Quellenauszug =
- - -

Jugendliche und Zukunft
Man könnte den Eindruck bekommen, dass Jugendliche sich heute schwer tun, eigene Visionen zu entwickeln.1 Gespräche mit mehr als 200 jungen Menschen zwischen 15 und 26 Jahren lassen Gründe erahnen, warum junge Menschen kaum über allgemeine Vorstellungen von heiler (Um)welt hinaus zu träumen wagen. Ihre Visionen erschöpfen sich darin, davon zu träumen, dass sie einst mit einer heilen Familie in einer sauberen Umwelt finanziell abgesichert leben. Selbst wenn sie Erfahrungen von Ausgrenzung und Benachteiligung erleben, wagen sie sich mit ihren Visionen nicht sehr weit vor. Junge LGBQTs2 wünschen sich schlicht eine Welt, in der sie nicht mehr auffallen. Hauptschulabbrecher können sich nicht einmal vorstellen, einmal eine feste Anstellung zu haben oder sich die Zukunft anderweitig positiv auszumalen, obwohl das ja durchaus realistisch wäre und noch längst kein unerfüllbarer Traum. Ist die Realität so herausfordernd, dass die Energie für eine größere Vision nicht reicht?
Es sind aber – und waren es schon immer – gerade die Geschichten von der Zukunft, die Visionen also, die dazu führen, dass Zukunft gestaltet werden kann und nicht nur passiert.
Im Folgenden geht es deshalb darum, wie Jugendliche motiviert werden können, Visionen für die Zukunft zu entwickeln und zu erzählen.

- - -

Bereitgestellte Daten =
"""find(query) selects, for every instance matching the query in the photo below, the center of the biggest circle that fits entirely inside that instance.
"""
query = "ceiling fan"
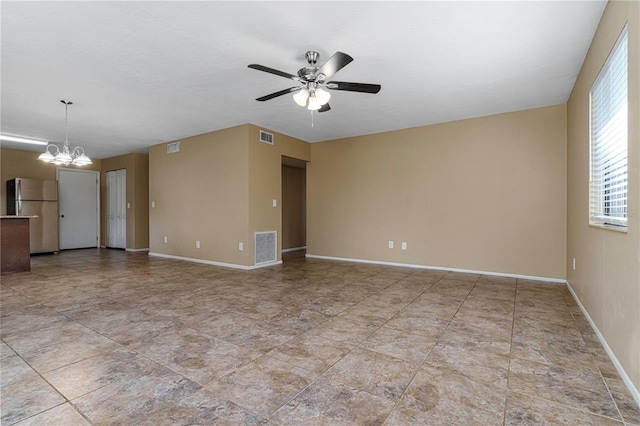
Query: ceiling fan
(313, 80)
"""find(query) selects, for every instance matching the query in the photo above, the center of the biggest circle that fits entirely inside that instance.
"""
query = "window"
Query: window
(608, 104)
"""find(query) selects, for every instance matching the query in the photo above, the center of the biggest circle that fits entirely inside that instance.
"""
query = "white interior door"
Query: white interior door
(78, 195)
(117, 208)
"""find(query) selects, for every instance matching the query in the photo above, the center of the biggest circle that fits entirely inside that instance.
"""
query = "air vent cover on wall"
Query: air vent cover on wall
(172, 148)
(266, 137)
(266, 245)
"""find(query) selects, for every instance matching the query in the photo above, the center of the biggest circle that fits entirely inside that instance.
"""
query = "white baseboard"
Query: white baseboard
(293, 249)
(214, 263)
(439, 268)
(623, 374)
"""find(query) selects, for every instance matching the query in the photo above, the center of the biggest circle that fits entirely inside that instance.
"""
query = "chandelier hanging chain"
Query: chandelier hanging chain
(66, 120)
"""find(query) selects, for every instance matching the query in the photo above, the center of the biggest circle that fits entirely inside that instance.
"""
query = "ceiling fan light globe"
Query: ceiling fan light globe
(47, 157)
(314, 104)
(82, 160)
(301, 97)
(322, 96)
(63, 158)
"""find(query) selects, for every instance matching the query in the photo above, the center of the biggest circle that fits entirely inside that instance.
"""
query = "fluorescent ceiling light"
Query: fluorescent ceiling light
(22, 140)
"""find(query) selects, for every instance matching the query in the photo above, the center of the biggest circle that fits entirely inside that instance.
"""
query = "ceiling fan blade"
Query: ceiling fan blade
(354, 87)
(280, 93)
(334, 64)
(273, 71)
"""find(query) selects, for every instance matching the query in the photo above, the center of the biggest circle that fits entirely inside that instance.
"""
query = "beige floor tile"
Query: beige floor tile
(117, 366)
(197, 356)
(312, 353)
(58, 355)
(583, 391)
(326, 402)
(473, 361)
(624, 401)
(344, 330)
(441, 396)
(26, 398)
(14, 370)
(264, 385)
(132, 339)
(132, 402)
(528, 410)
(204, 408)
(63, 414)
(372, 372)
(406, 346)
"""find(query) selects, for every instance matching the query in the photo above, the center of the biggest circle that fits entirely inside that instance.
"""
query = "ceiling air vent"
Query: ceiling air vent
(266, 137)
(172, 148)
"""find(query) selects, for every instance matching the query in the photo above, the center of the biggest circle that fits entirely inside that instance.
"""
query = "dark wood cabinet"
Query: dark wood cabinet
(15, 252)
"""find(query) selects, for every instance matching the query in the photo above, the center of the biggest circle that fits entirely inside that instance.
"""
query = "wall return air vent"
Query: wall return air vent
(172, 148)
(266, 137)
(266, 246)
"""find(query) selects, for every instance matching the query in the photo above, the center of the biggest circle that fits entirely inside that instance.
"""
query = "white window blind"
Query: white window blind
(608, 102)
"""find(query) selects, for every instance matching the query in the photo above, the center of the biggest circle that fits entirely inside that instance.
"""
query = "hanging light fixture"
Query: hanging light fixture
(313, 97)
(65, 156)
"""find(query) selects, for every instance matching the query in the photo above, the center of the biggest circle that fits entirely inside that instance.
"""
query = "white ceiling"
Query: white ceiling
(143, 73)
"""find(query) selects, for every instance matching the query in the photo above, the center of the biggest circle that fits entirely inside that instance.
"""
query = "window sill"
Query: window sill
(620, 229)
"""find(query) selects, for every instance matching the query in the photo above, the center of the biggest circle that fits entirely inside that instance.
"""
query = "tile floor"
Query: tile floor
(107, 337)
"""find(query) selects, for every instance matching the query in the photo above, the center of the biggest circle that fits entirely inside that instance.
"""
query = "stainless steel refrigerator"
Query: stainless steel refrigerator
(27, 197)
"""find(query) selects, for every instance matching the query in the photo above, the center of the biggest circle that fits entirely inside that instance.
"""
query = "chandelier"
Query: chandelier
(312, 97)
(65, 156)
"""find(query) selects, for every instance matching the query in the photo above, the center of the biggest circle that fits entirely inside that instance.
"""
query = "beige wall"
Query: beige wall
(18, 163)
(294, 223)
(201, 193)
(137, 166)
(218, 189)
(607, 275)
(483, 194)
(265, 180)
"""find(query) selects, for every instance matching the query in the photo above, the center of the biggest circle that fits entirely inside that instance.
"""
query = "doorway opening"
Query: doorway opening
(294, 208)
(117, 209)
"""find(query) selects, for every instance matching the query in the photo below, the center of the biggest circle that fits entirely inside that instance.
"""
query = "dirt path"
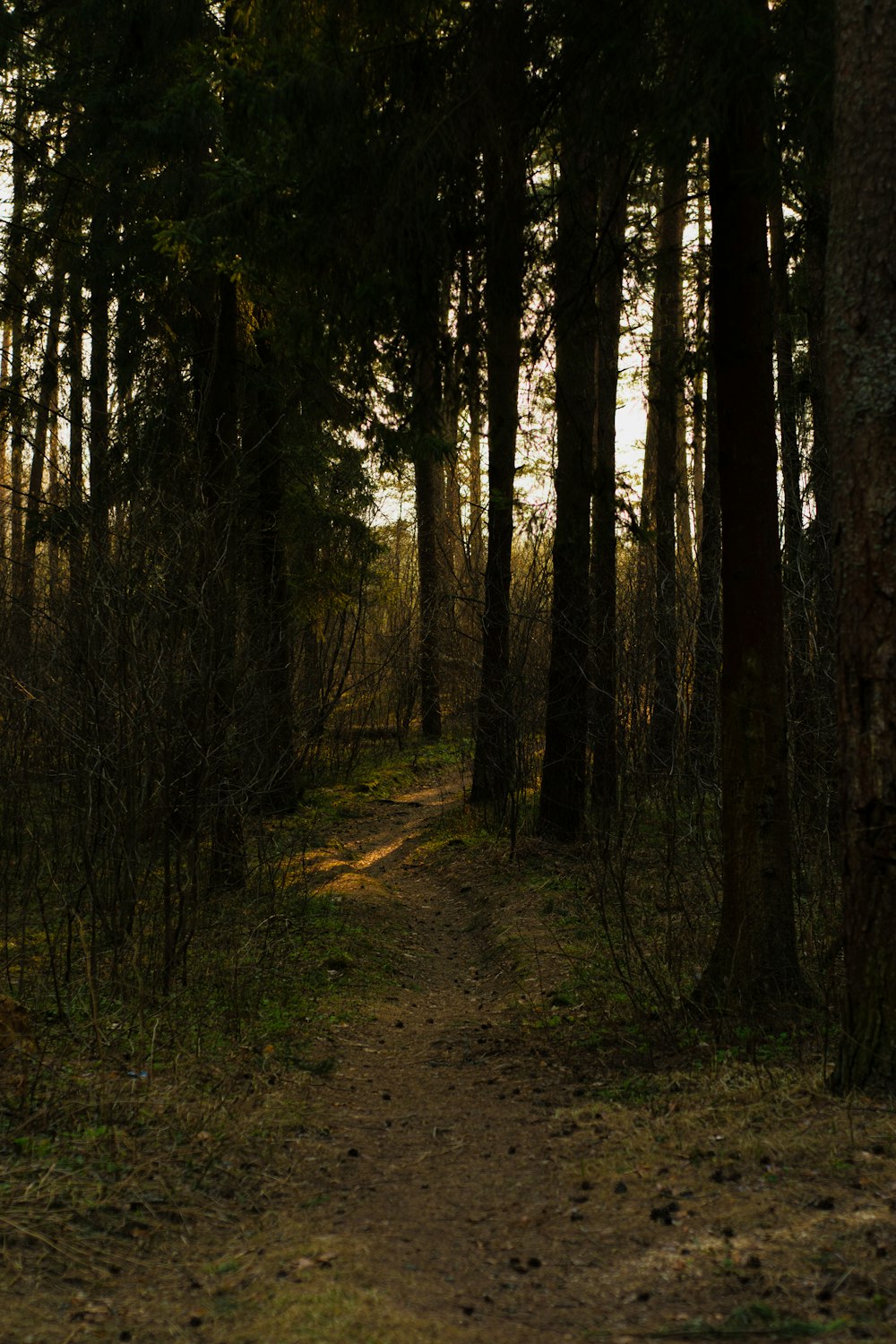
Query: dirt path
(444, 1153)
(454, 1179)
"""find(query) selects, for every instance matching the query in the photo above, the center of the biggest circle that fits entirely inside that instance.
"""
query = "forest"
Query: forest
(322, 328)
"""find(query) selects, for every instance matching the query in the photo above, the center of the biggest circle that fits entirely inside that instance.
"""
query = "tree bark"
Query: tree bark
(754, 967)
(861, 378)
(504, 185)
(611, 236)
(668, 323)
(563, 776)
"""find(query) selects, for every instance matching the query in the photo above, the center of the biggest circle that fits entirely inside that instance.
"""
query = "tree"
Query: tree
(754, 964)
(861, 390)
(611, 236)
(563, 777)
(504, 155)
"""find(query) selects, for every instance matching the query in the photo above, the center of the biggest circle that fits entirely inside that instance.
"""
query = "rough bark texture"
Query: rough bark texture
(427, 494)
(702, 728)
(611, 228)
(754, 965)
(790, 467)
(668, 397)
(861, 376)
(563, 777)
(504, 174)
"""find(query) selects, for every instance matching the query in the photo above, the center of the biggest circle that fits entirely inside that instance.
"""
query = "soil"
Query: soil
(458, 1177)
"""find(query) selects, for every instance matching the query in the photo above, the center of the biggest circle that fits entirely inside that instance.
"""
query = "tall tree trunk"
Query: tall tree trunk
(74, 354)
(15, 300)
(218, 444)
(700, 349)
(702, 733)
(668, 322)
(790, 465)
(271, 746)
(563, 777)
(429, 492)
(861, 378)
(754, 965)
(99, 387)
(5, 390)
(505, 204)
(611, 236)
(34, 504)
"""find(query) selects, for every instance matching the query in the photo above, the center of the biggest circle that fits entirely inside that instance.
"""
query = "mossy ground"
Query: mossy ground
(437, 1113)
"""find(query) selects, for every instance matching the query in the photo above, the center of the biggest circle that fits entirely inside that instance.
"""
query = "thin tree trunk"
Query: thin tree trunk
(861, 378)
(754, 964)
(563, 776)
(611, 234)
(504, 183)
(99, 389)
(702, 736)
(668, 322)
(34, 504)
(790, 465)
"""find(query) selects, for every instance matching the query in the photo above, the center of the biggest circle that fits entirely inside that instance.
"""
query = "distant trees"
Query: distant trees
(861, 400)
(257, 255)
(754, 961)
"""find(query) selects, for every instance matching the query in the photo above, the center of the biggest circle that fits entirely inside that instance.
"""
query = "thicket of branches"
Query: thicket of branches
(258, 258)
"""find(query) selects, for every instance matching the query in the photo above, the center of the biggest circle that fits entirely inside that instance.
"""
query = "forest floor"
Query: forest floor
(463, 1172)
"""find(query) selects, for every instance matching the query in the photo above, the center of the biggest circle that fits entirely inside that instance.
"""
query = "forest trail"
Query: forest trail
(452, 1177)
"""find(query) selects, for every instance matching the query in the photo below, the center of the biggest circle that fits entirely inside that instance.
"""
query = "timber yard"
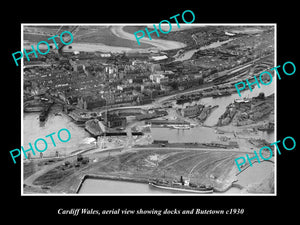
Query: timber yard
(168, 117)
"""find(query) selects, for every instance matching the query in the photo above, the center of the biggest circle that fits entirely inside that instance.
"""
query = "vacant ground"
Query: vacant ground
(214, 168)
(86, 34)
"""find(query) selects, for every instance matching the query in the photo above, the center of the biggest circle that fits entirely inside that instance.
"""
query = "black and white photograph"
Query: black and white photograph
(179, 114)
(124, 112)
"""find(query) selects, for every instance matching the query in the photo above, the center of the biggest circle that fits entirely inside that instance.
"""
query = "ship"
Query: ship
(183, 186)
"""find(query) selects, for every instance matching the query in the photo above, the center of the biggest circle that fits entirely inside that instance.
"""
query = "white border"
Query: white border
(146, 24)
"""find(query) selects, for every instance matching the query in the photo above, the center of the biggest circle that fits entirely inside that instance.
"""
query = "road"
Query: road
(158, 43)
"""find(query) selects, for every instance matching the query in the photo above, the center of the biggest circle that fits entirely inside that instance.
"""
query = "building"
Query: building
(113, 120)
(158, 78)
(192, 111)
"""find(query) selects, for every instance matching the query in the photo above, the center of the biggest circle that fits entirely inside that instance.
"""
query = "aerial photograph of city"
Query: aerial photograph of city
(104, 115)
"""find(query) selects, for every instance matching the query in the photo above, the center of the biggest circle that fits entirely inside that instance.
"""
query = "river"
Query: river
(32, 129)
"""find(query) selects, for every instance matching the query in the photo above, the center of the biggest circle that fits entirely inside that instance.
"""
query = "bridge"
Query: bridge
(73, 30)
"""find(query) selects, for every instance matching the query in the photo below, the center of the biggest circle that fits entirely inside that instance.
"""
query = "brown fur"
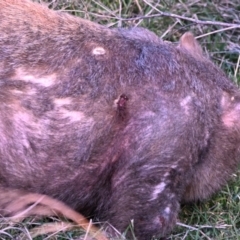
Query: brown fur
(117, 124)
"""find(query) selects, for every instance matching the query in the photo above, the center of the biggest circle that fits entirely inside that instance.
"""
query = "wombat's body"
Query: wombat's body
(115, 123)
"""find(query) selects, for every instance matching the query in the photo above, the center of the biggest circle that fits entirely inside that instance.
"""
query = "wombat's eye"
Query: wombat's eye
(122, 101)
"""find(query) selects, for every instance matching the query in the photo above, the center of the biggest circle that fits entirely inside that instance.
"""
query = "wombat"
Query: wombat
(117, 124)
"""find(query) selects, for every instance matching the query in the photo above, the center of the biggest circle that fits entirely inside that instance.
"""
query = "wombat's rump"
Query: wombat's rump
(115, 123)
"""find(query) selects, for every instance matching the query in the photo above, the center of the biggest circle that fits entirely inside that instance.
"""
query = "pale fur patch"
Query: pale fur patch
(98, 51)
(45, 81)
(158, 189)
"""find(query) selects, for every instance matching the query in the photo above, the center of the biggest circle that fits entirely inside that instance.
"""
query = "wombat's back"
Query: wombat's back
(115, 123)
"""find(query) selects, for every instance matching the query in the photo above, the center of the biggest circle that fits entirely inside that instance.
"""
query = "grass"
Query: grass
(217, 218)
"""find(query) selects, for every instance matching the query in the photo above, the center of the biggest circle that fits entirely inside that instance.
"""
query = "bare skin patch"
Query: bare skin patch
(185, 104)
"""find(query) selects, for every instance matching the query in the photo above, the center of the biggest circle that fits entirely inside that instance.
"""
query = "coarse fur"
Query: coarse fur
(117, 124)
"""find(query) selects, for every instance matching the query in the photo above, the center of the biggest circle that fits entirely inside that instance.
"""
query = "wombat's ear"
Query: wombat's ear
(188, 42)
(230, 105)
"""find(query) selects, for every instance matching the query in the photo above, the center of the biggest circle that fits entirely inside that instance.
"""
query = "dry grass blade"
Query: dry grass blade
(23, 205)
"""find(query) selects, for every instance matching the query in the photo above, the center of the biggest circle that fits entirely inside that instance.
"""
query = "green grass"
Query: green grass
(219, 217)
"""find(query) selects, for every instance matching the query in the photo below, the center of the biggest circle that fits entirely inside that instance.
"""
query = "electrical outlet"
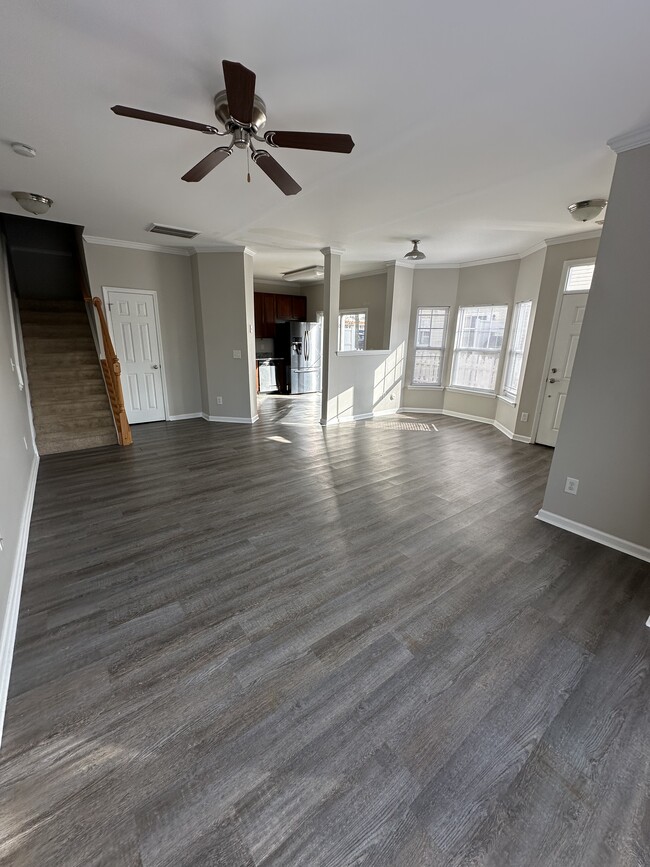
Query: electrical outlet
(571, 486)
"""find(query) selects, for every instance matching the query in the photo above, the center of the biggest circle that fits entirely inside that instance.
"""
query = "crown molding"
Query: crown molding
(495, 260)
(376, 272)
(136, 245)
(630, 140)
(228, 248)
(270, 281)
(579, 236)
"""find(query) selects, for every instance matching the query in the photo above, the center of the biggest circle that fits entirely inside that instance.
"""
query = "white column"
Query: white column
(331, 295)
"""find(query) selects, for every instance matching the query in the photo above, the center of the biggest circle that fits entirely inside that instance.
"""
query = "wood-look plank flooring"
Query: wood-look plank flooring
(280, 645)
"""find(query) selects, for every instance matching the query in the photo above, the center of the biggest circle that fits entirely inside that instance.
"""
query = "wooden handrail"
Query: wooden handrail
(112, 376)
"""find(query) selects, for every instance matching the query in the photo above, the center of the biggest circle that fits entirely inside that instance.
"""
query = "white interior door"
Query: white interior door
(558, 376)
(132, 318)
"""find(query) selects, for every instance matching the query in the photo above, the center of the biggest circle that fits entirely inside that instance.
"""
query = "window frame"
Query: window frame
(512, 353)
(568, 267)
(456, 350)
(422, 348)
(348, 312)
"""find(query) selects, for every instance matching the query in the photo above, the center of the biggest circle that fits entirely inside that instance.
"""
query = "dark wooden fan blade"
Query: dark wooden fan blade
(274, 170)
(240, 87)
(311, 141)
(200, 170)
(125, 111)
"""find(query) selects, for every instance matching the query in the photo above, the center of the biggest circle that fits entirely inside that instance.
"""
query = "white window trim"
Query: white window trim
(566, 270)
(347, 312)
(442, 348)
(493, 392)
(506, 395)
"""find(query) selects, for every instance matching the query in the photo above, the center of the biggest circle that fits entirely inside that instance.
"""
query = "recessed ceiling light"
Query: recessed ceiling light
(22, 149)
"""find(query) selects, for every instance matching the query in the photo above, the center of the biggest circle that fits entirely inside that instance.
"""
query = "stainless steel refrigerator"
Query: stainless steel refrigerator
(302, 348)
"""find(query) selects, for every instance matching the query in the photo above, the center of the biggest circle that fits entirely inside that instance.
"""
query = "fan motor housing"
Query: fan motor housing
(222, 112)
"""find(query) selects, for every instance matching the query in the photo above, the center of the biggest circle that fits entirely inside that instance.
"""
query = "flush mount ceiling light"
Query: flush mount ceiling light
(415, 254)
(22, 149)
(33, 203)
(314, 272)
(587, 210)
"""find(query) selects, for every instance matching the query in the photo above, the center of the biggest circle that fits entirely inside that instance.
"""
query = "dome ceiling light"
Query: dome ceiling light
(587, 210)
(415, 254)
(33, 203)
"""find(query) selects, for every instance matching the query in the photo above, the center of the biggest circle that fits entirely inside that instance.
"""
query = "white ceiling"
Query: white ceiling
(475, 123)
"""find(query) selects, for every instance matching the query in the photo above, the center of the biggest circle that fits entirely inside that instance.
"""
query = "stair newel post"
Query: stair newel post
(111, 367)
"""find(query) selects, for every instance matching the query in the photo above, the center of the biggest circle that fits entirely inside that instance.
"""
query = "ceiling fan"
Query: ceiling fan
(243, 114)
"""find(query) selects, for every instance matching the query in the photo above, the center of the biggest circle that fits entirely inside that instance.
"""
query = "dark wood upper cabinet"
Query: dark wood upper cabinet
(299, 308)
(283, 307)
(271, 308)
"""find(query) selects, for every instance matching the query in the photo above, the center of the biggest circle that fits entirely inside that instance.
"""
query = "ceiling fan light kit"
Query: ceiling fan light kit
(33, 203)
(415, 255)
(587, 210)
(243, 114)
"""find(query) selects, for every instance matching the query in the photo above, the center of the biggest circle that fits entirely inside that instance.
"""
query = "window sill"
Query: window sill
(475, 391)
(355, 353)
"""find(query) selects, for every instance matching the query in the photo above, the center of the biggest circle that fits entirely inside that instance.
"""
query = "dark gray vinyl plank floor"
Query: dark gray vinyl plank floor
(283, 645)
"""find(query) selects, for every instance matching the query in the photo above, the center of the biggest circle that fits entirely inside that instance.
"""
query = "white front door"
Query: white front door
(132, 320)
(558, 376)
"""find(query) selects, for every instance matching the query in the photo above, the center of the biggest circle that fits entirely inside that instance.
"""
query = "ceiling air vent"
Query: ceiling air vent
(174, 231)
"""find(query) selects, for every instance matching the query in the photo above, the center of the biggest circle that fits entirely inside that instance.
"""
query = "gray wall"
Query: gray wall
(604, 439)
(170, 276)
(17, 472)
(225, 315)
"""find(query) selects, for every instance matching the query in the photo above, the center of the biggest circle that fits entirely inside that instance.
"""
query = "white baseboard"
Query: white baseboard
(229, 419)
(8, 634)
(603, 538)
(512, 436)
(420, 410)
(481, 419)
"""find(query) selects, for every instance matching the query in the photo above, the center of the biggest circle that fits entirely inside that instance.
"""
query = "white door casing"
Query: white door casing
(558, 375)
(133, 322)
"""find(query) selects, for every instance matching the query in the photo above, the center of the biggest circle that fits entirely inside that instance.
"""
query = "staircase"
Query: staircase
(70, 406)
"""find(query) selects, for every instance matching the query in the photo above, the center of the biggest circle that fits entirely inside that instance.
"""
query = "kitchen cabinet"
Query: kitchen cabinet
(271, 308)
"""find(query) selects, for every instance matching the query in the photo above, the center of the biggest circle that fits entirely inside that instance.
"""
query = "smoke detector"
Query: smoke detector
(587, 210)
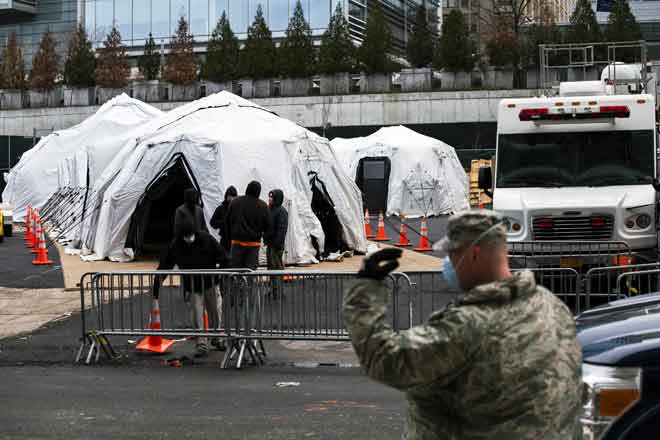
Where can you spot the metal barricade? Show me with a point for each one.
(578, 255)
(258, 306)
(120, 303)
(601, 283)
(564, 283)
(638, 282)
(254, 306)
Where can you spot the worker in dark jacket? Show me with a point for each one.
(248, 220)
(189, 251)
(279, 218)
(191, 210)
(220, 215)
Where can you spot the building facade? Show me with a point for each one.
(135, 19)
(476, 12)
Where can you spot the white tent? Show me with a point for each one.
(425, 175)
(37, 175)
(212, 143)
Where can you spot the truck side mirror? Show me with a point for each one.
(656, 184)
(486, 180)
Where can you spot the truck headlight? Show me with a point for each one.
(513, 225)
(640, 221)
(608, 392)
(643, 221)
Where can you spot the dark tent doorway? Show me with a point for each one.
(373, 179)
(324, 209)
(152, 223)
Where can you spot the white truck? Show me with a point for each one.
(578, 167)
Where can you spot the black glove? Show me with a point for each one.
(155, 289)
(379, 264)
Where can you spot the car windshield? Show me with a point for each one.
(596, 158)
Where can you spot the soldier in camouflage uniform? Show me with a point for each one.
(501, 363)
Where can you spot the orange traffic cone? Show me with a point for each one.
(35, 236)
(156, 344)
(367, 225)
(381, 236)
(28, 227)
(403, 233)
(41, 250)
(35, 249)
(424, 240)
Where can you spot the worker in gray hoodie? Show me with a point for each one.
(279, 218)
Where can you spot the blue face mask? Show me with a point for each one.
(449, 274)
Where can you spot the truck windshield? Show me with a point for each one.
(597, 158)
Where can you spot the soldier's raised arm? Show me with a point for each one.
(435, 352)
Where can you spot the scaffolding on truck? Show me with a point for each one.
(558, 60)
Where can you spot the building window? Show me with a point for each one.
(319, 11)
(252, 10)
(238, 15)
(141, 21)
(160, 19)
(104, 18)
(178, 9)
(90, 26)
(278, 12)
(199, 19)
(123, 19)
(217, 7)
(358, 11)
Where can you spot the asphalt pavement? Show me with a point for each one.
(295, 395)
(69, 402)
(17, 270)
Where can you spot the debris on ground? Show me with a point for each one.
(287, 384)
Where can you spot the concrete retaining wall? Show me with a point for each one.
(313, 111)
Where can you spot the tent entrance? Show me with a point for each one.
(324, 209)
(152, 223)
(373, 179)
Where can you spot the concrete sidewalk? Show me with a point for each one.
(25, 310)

- - -

Zu erledigen =
Führe den Text über Jugendliche und ihre Zukunftsvisionen nach seinem letzten Satz weiter.

Ergebnis folgt =
Geschichten vom Ende her erzählen
Was tun? „Es ist dies die Frage nach einer konkreten Handlungsanweisung, nach einem Rezept. Was tun gegen den Populismus, gegen die Ungerechtigkeit, gegen die Kapitalisierung aller Lebensbereiche?“3 Am Ende ihrer Analyse der Pluralisierung wirft Isolde Charim diese Fragen auf: Was tun? Dahinter lässt sich die Sehnsucht nach alternativen Zukunftsentwürfen vermuten. Gesucht sind „[a]lternative Gesellschaftskonzepte. Eine neue große Erzählung. Ein neues Narrativ.“4
Nun wäre es für Jugendliche eine Überforderung, wenn sie dieses neue Narrativ entwerfen müssten. Einer Idee von Harald Welzer folgend, können Jugendliche sich aber darin einüben, positive Narrative zu entwickeln. Welzer geht davon aus, dass wir einen „Verlust an Zukunft“5 erleben. „Glatte Geschichten“6 über die expansive Moderne haben ausgedient. Welzer schlägt daher vor, andere Geschichten zu sammeln und zu erfinden, die attraktiver sind, weil sie „von der Zukunft her geschrieben“7 werden. Deshalb firmiert die von ihm mitgegründete Stiftung Zukunftsfähigkeit auch unter dem Namen futurzwei8. In dieser Zeitform stehen Geschichten, die in der Zukunft schon abgeschlossen sind. Durch diese Erzählformen wird vermieden, dass Zukunft immer nur als Utopie, also als Nicht-Ort in den Blick gerät. Statt „man müsste mal“ haben diese Geschichten die Form „man hat schon mal“.
Ähnlich beschreibt Masha Gessen in ihrer Dankesrede zum Leipziger Buchpreis zur Europäischen Verständigung einen „Arbeitsauftrag für Schriftsteller, Aktivisten und Politiker. Können wir Geschichten über die Zukunft erzählen? Können wir sie vorstellbar machen? Können wir uns ansprechende Versionen davon erträumen? Mit anderen Worten, können wir sie so gestalten, dass die Zukunft die Zukunft und nicht Geschichte ist?“9
Welzer sammelt in seinen Büchern und auf der Website der Stiftung solche Geschichten: Berichte von erfolgreichen, aber auch gescheiterten Versuchen, die Zukunft zu gestalten. Und Ideen und erfundene Geschichten. Wichtig ist bei letzteren, dass sie zum einen niemals dystopisch sind und zum anderen immer eine realistische Zukunft beschreiben. Einen Begriff von Edmund Husserl aufnehmend, nennt Welzer solche Geschichten „Vorerinnerungen: Das sind mentale Vorgriffe auf etwas erst in der Zukunft Existierendes.“10 So machen die Geschichten Lust auf Zukunft, gerade weil jedes „ich könnte“ zu einem „ich habe schon“ gewandelt wird.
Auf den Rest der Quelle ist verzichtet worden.